Task objective: Every record below should be printed exactly as given.
Entries shown: Begin
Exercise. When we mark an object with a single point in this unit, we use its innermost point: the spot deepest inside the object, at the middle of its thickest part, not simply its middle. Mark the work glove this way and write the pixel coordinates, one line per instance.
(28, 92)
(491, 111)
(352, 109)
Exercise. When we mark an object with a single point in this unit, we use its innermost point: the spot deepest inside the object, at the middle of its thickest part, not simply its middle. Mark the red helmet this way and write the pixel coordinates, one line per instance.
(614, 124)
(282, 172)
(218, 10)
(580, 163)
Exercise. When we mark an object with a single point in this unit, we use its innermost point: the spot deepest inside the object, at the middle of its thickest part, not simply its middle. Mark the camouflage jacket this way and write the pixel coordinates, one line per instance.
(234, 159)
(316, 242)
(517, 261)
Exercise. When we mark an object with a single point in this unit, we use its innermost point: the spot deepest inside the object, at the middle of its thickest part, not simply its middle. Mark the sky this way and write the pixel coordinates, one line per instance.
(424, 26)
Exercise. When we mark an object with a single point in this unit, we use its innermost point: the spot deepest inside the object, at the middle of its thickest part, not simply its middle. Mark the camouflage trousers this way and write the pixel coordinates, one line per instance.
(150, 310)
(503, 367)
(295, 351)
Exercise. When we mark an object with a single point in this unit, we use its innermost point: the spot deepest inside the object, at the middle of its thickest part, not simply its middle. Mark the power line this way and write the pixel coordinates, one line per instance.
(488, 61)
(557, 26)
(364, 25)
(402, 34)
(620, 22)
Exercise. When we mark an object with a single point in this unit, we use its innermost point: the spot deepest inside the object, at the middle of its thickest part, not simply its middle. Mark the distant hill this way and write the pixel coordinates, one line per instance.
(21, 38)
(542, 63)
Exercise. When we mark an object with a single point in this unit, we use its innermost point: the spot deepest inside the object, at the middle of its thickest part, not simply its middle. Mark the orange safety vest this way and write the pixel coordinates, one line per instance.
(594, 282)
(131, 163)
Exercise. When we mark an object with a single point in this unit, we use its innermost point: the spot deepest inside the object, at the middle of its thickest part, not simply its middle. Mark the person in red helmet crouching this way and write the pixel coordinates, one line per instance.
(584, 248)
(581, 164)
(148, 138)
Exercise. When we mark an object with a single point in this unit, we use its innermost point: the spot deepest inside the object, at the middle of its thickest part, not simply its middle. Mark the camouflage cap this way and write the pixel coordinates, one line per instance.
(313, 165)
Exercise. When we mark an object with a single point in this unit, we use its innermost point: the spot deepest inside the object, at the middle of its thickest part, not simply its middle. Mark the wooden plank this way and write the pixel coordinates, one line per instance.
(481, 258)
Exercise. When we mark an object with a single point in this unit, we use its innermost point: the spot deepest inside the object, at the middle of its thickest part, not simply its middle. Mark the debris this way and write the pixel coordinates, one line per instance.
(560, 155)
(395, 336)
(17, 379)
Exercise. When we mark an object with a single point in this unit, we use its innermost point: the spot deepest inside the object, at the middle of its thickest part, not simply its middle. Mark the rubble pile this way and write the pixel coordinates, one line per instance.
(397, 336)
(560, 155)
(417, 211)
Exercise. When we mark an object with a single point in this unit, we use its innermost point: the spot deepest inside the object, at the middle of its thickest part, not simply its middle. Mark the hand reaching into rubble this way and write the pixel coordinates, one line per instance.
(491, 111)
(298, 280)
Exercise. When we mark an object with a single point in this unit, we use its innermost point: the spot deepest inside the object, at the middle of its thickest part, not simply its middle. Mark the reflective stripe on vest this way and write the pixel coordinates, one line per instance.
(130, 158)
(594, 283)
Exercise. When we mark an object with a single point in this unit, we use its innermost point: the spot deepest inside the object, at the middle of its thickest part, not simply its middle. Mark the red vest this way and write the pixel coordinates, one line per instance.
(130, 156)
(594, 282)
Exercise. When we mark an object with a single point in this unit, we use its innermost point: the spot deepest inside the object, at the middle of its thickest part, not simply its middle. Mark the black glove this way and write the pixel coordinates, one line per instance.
Entries shown: End
Worked solution:
Exercise. When we mark an object with a single point in this unit, we use its innermost point: the spot deepest inside the object, at the middle of its thickest part, not simply its middle. Mark the work glove this way and write the pixel coordinates, one line per instance.
(28, 92)
(491, 111)
(352, 109)
Exercise. When we mark an object with a single point in this unit, we use its innermost point: the spot deepest inside the object, at the middle of its thickest part, not simply its middle. Mark the red helmet this way and write the pixel coordinates, one line per instance.
(614, 124)
(282, 172)
(218, 10)
(580, 163)
Exercise. When we mark an object with a single point in this unit, we use its innermost point: the spot deepest inside the object, at the middle of its thickest part, not simply its middle. Mark the camouflage jacket this way and write the pixel coordinates, one line per instance.
(234, 159)
(316, 242)
(517, 261)
Exercise. When we mark an object with a single point in this unit, we use its innermost point: the spot deepest inside the object, at the middle of its thickest part, not simply its middle. Mark the sky this way and write the pixel coordinates, one line per instance.
(424, 26)
Exercise. When we mark an object with a single point in this unit, we use its innermost point: the spot deepest inside the object, at the middle of its thickest part, not simply its middle. Mark the camouflage trousers this way and write the pixel coordinates, one line per instance.
(150, 310)
(503, 367)
(295, 351)
Exercise. When we mark an object with a single point in this unit, we use its innermost point: the spot deepest inside the object, at the middle of its thickest part, not simply its middle. Mark the power line this way and write the pixel coordinates, one line per instance.
(488, 61)
(557, 26)
(364, 25)
(402, 34)
(620, 22)
Exercise. When we mark an object with a single point in this unit, we use its innermost point: the spot deepest inside the object, at the middle of its thickest part, not simply its middle. Mark the distant hill this way and write the pixel coordinates, one line per instance.
(21, 38)
(542, 63)
Exercise. When we mark an object with a single point in this unit, we use its innermost point: the spot deepest inside the object, at the middle of its thickest part, not simply its middle. Mark the orange safety vest this way and write the pixel coordinates, one line per instance.
(594, 282)
(131, 163)
Exercise. When we mark an object with a single point in this unit, we use its innermost point: the spot deepest inside the object, at the middle of its thickest part, not simply its middle. Mark the person in red helmet crouching this way and write the pixel coordinates, one line per instance.
(584, 248)
(581, 164)
(148, 138)
Exercise. When we mark an object with a single point in this unit, we use its innermost point: the spot deepest inside the object, at the middle of its thickest part, not simply its middle. Mark the camouflage cap this way and write the pixel coordinates, one line per instance.
(313, 165)
Exercise. When we mark an object with a single point in this unit, we use its innermost point: the spot deepest inside the object, at the middle of its thickest part, not simply its middle. Mark the wooden plank this way and write the pixel coordinates, one line per instance.
(481, 258)
Exercise. When we mark an object with a single point in this unit, we use its innermost point: the spot deepest inside the object, at the middle of its thickest part, not simply its middle. Mark the debris this way and write the pixel coordinates, one line per instance.
(560, 155)
(395, 336)
(17, 379)
Exercise. When we mark an object with a single point in this unit, we use its innermost point: the spot deepest inside the object, at the middle of its thickest part, not simply its middle. Mark the rubble pile this way and write the pixel coordinates, one line per instance.
(397, 336)
(560, 155)
(417, 211)
Exercise. When we mark an object with a single point in this unit, we use its innermost point: the spot deepest inside the object, at the middle of its thickest part, not simply its middle. Mark the hand reaching into rubble this way and write the pixel coordinates, one line per instance.
(491, 111)
(298, 280)
Exercise. When we mark an object with a single point in this unit, we use its innermost point: the spot deepest inside the object, at the middle of its thickest part, not simply its middle. Mark the reflective stripe on vest this way and write the pixel coordinates, one line per instance.
(130, 158)
(594, 283)
Exercise. When we mark an object with a single point in this unit, we use its innermost point: the spot deepest inside the object, at the middle of its thickest part, not simply its middle. Mark the red vest this way and write the pixel coordinates, one line per instance.
(130, 156)
(594, 282)
Exercise. When we mark an object with a single point in this unit, we use its innermost point: the spot deepest inside the object, at the middle of its thickest part, not simply its middle. Mark the black glove this way and write the pixel coordinates, one line per instance.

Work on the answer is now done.